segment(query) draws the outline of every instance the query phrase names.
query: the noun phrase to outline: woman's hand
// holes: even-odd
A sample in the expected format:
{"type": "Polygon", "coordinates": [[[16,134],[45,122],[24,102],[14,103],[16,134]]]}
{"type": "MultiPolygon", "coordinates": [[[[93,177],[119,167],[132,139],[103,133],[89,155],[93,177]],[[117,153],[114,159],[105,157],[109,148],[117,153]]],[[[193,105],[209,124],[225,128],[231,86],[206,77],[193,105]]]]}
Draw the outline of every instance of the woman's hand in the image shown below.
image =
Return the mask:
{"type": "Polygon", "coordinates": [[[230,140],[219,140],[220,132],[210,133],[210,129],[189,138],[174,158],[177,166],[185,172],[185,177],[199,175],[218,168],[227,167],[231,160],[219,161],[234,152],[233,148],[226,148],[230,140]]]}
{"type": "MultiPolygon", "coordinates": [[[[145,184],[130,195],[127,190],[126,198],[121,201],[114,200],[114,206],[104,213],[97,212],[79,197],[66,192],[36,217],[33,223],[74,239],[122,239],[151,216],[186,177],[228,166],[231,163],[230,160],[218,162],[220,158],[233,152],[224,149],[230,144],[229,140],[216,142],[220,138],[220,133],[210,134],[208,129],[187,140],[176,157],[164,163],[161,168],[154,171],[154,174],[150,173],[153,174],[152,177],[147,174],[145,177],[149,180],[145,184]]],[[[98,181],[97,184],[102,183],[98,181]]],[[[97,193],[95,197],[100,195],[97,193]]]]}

══════

■ **WHAT TO DO**:
Report how many lines in the material contain "instance". Write the number and stop.

■ **EXERCISE RESPONSE**:
2